(Boundary labeling items)
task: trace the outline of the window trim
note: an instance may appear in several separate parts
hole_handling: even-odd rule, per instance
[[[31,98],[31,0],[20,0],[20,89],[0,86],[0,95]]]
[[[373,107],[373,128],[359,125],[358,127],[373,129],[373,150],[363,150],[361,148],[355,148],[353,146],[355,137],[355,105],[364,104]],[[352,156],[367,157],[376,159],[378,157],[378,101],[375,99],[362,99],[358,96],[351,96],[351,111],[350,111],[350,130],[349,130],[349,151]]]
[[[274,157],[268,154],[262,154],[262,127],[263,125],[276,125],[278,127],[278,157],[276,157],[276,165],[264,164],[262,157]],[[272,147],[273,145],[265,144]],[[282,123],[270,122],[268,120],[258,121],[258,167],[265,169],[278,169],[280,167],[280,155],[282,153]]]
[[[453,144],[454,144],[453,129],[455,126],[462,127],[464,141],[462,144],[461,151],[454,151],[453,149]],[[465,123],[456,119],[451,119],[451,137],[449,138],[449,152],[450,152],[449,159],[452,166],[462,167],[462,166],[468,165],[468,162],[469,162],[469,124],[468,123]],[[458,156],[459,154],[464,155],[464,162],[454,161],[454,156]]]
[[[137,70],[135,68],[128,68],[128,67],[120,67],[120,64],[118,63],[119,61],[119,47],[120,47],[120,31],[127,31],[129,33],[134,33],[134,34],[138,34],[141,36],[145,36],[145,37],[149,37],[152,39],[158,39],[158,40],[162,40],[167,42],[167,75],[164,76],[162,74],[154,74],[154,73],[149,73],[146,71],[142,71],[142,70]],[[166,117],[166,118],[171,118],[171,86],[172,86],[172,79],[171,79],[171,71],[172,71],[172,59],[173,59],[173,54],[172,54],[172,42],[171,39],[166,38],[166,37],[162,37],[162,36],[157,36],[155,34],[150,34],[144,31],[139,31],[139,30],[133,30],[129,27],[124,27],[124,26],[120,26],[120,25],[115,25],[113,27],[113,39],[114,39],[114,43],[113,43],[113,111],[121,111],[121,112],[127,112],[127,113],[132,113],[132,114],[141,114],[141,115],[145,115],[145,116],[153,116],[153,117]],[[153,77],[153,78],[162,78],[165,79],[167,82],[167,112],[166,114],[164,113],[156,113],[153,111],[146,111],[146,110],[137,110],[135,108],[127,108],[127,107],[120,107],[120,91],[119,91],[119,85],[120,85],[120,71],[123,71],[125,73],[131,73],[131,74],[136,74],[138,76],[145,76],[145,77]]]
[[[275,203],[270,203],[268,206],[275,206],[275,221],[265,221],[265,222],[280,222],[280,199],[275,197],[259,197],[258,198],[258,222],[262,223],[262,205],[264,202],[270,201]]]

◆ **Request**
Reproduce all of the entries above word for word, keeping every line unchanged.

◆ **Solution to this task**
task: trace the outline of the window trim
note: an instance may appear in several separate parts
hole_handling: even-odd rule, per instance
[[[31,98],[31,0],[20,0],[20,89],[0,86],[0,95]]]
[[[373,107],[373,128],[359,125],[358,127],[373,129],[373,150],[363,150],[361,148],[355,148],[353,146],[355,137],[355,105],[364,104]],[[352,156],[367,157],[376,159],[378,157],[378,101],[375,99],[362,99],[358,96],[351,96],[351,111],[350,111],[350,130],[349,130],[349,151]]]
[[[274,157],[268,154],[262,154],[262,127],[263,125],[276,125],[278,127],[278,157],[276,157],[276,165],[264,164],[262,157]],[[272,147],[273,145],[265,144]],[[282,123],[270,122],[268,120],[258,121],[258,167],[265,169],[278,169],[280,167],[280,155],[282,153]]]
[[[453,144],[454,144],[453,129],[455,126],[462,127],[464,141],[462,144],[461,151],[454,151],[453,149]],[[465,123],[456,119],[451,119],[451,137],[449,138],[449,152],[450,152],[449,159],[452,166],[462,167],[462,166],[468,165],[468,162],[469,162],[469,124],[468,123]],[[458,156],[459,154],[464,155],[464,162],[454,161],[454,156]]]
[[[137,70],[135,68],[128,68],[128,67],[120,67],[120,64],[118,63],[119,61],[119,47],[120,47],[120,31],[127,31],[129,33],[134,33],[134,34],[138,34],[141,36],[145,36],[145,37],[149,37],[152,39],[158,39],[158,40],[162,40],[167,42],[167,75],[164,76],[162,74],[154,74],[154,73],[149,73],[146,71],[142,71],[142,70]],[[166,117],[166,118],[171,118],[171,86],[172,86],[172,79],[171,79],[171,71],[172,71],[172,59],[173,59],[173,54],[172,54],[172,42],[171,39],[166,38],[166,37],[162,37],[162,36],[157,36],[155,34],[150,34],[144,31],[139,31],[139,30],[133,30],[129,27],[124,27],[124,26],[120,26],[120,25],[115,25],[113,27],[113,39],[114,39],[114,43],[113,43],[113,111],[121,111],[121,112],[127,112],[127,113],[132,113],[132,114],[141,114],[141,115],[145,115],[145,116],[153,116],[153,117]],[[153,77],[153,78],[162,78],[165,79],[167,82],[167,112],[166,114],[164,113],[156,113],[153,111],[146,111],[146,110],[137,110],[135,108],[127,108],[127,107],[120,107],[120,91],[119,91],[119,85],[120,85],[120,71],[123,71],[125,73],[131,73],[131,74],[136,74],[138,76],[145,76],[145,77]]]
[[[275,203],[270,203],[268,206],[275,206],[275,221],[265,221],[265,222],[280,222],[280,199],[275,197],[259,197],[258,198],[258,222],[262,223],[262,205],[264,202],[270,201]]]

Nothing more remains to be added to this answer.